DOCUMENT EXTRACT —
A statistical attack on the running key cipher

Bauer, Craig

ABSTRACT: The frequencies of n-graphs, groups of n letters, for n as large as 6 are compiled and used to launch a statistical attack on a running key cipher. Programs written in C++ make the calculations possible. The results of the attack for various values of n are analyzed.

KEYWORDS: Running key cipher, William F. Friedman, n-graphs,

INTRODUCTION

The running key cipher uses the characters in a book as a long non-repeating key. For example, suppose we wish to encipher the message BEGIN THE ATTACK AT DAWN using A Tale of Two Cities[3] as our key. Ignoring spaces, the message is twenty characters long, so we only need to use the first twenty characters of A Tale of Two Cities and the key is given by IT WAS THE BEST OF TIMES I. In order to add the letters of the message and key together, we first convert them to numbers using A=O, B=1,…, Z=25. With these assignments, B+I becomes 1+8=9=J and E+T becomes 4+19=23=X. The next pair, G+W, sums to 28, so we perform the arithmetic mod 26 and get 2=C. Continuing as above, the complete ciphertext is JXCIF MOIBX KTQPT BPEOV. Variations of this cipher exist, but we shall be content to examine this simplest case.

A statistical attack is made possible by the fact that the key letters are not random. If they were, the cipher would be an unbreakable one-time pad. Since the key consists of normal text, the frequencies of individual letters and combinations of letters may be exploited to gain a partial decipherment. The manner in which this can be done is detailed in the following section.

THE ATTACKS

Suppose the letter A appears in the ciphertext. It could have arisen in 14 different ways:1

A+A, B+Z, C+Y, D+X, E+W, F+V, G+U, H+T, I+S, J+R, K+Q, L+P, M+O, N+N

where the first letter appears in the original message and the second letter is from the corresponding position in the key or vice-versa. As will be seen, our method of attack only attempts to find the correct pair of letters from which the ciphertext arises. It does not make any effort to distinguish between message and key characters. For this reason, we do not consider reversals such as Z+B to be separate cases. We are interested in pairs, not ordered pairs. However, since a reversal is another way the same pair can produce a given ciphertext letter, we must account for this when calculating the probability that those two letters will be paired in message and key.

Mask labeling examples

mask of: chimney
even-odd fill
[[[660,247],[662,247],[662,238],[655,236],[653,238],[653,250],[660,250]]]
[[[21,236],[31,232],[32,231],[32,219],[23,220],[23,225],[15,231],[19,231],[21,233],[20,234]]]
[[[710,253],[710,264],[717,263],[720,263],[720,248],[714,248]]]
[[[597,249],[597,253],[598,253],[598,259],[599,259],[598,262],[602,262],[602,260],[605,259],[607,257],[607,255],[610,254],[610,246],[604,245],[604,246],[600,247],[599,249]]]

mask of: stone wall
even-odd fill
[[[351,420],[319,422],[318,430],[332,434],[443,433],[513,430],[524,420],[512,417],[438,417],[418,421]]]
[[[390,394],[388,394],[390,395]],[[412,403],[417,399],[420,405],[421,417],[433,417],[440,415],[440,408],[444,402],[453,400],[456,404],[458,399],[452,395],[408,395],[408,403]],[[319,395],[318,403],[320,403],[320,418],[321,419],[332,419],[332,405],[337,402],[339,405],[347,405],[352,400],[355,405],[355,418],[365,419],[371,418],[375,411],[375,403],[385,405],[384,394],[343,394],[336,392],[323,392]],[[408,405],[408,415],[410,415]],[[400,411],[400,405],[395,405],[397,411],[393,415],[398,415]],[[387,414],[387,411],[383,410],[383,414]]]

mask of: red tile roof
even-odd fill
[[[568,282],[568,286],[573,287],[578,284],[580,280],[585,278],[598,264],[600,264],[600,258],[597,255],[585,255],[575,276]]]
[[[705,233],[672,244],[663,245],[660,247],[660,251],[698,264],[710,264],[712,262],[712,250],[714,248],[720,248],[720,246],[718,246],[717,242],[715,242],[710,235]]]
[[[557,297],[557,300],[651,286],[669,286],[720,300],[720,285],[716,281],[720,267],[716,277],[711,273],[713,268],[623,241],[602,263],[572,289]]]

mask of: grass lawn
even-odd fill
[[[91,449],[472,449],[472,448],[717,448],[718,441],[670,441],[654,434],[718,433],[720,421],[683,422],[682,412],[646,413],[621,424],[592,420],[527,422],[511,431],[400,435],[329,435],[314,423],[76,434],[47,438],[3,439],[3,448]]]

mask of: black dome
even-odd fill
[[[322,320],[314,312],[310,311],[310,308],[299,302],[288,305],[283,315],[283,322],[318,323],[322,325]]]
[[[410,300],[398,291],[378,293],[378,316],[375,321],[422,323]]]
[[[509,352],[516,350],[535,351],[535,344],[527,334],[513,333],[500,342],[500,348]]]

TASKS TO COMPLETE —
• A. According to the running key cipher excerpt, in how many different ways could the ciphertext letter A have arisen?
• B. Reproduce the running key cipher excerpt word for word, everything from "KEYWORDS: Running key" down to "this simplest case.".

ANSWERS TO THE TASKS —
• A. 14

• B.
KEYWORDS: Running key cipher, William F. Friedman, n-graphs,

INTRODUCTION

The running key cipher uses the characters in a book as a long non-repeating key. For example, suppose we wish to encipher the message BEGIN THE ATTACK AT DAWN using A Tale of Two Cities[3] as our key. Ignoring spaces, the message is twenty characters long, so we only need to use the first twenty characters of A Tale of Two Cities and the key is given by IT WAS THE BEST OF TIMES I. In order to add the letters of the message and key together, we first convert them to numbers using A=O, B=1,…, Z=25. With these assignments, B+I becomes 1+8=9=J and E+T becomes 4+19=23=X. The next pair, G+W, sums to 28, so we perform the arithmetic mod 26 and get 2=C. Continuing as above, the complete ciphertext is JXCIF MOIBX KTQPT BPEOV. Variations of this cipher exist, but we shall be content to examine this simplest case.